▶ PROVIDED PASSAGE

________________________________________

For example, to prepare a local directory for storing data through a bind-mount:
mkdir esdatadir
chmod g+rwx esdatadir
chgrp 0 esdatadir
You can also run an Elasticsearch container using both a custom UID and GID. You
must ensure that file permissions will not prevent Elasticsearch from executing. You
can use one of two options:
 Bind-mount the config, data and logs directories. If you intend to install
plugins and prefer not to create a custom Docker image, you must also bind-
mount the plugins directory.
 Pass the --group-add 0 command line option to docker run. This ensures that
the user under which Elasticsearch is running is also a member of
the root (GID 0) group inside the container.
Increase ulimits for nofile and nproc
Increased ulimits for nofile and nproc must be available for the Elasticsearch
containers. Verify the init system for the Docker daemon sets them to acceptable
values.

________________________________________

▶ RECORDS PROVIDED
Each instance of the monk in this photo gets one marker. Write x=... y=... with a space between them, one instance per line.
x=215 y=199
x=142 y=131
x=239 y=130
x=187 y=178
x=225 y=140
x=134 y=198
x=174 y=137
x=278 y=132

________________________________________

▶ YOUR TASKS
**1.** Rewrite the section of the Elasticsearch Docker excerpt that opens with the words containing "For example, to" and closes with "inside the container.", substituting "OpenSearch" for every "Elasticsearch".
**2.** Proceed with the Elasticsearch Docker excerpt, picking up after its final sentence.
The rows are separate from the Elasticsearch Docker excerpt.

▶ TASK RESULTS
**1.**
For example, to prepare a local directory for storing data through a bind-mount:
mkdir esdatadir
chmod g+rwx esdatadir
chgrp 0 esdatadir
You can also run an OpenSearch container using both a custom UID and GID. You
must ensure that file permissions will not prevent OpenSearch from executing. You
can use one of two options:
 Bind-mount the config, data and logs directories. If you intend to install
plugins and prefer not to create a custom Docker image, you must also bind-
mount the plugins directory.
 Pass the --group-add 0 command line option to docker run. This ensures that
the user under which OpenSearch is running is also a member of
the root (GID 0) group inside the container.

**2.**
To check the Docker daemon defaults for ulimits, run:
docker run --rm docker.elastic.co/elasticsearch/elasticsearch:8.14.3 /bin/bash -c
'ulimit -Hn && ulimit -Sn && ulimit -Hu && ulimit -Su'
If needed, adjust them in the Daemon or override them per container. For example,
when using docker run, set:
--ulimit nofile=65535:65535
Disable swapping
Swapping needs to be disabled for performance and node stability. For information
about ways to do this, see Disable swapping.
If you opt for the bootstrap.memory_lock: true approach, you also need to define
the memlock: true ulimit in the Docker Daemon, or explicitly set for the container as
shown in the sample compose file. When using docker run, you can specify:
-e "bootstrap.memory_lock=true" --ulimit memlock=-1:-1
Randomize published ports
The image exposes TCP ports 9200 and 9300. For production clusters, randomizing
the published ports with --publish-all is recommended, unless you are pinning one
container per host.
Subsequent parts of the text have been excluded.